## WHAT THE TASK ASKS
Reproduce word for word every line from the one containing "point: short-haired person" through the last line below, including both.

★ ★ ★ ★ ★

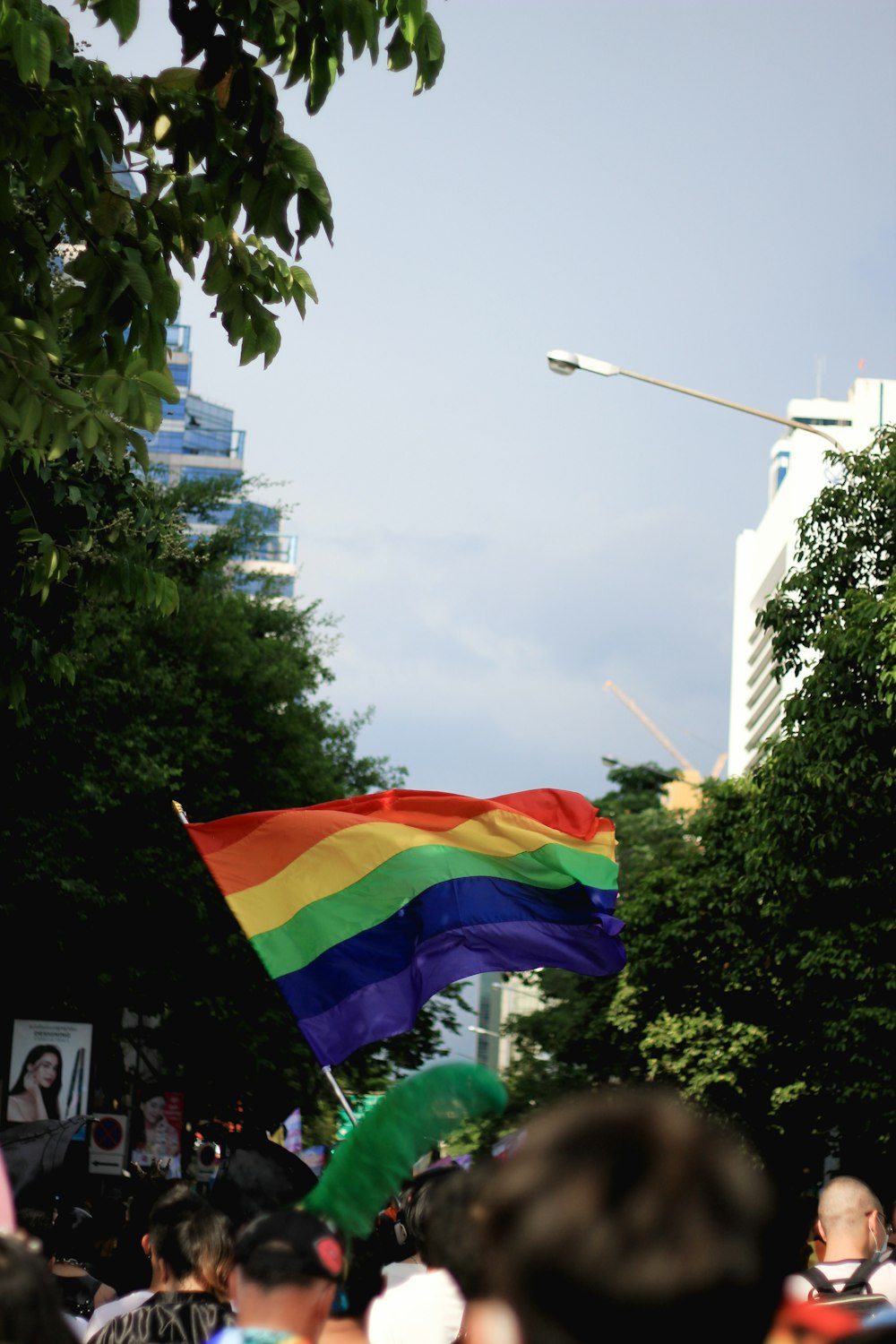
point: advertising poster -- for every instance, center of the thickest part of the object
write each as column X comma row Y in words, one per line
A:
column 48, row 1072
column 159, row 1125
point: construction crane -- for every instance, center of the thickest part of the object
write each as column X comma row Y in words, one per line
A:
column 691, row 774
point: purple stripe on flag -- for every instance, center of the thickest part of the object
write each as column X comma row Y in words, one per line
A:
column 390, row 1007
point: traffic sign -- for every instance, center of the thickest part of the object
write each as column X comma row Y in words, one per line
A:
column 108, row 1144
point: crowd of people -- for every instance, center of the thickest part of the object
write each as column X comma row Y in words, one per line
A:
column 625, row 1212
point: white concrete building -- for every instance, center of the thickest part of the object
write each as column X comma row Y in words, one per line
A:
column 763, row 556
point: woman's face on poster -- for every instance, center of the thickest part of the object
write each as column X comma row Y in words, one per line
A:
column 46, row 1069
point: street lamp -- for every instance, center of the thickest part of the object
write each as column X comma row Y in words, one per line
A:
column 564, row 362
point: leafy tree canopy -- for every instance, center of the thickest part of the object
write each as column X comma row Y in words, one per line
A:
column 222, row 707
column 761, row 932
column 113, row 187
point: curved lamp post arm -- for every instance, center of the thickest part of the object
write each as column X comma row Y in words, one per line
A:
column 564, row 362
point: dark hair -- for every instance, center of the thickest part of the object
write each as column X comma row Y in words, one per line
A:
column 51, row 1093
column 416, row 1204
column 363, row 1279
column 454, row 1228
column 193, row 1238
column 632, row 1209
column 38, row 1223
column 29, row 1300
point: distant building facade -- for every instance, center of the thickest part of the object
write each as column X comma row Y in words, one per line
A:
column 764, row 554
column 501, row 996
column 198, row 441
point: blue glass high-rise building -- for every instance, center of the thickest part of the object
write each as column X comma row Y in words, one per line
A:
column 198, row 441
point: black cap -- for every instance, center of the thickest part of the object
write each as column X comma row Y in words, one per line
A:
column 289, row 1245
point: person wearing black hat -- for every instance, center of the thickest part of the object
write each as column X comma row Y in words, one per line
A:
column 287, row 1269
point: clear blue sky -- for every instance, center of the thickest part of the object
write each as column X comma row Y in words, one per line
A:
column 696, row 190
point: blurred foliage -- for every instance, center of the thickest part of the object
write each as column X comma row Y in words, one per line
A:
column 761, row 976
column 113, row 187
column 220, row 706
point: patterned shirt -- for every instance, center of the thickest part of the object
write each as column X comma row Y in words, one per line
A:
column 168, row 1319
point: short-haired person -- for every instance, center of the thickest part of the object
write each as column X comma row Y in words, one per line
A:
column 429, row 1306
column 35, row 1093
column 191, row 1249
column 29, row 1305
column 287, row 1271
column 850, row 1220
column 626, row 1214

★ ★ ★ ★ ★

## EXPECTED ANSWER
point: short-haired person -- for every instance, center of the thickest part of the object
write each as column X comma row Y in words, one per line
A:
column 429, row 1306
column 35, row 1093
column 191, row 1249
column 29, row 1305
column 287, row 1271
column 850, row 1220
column 626, row 1214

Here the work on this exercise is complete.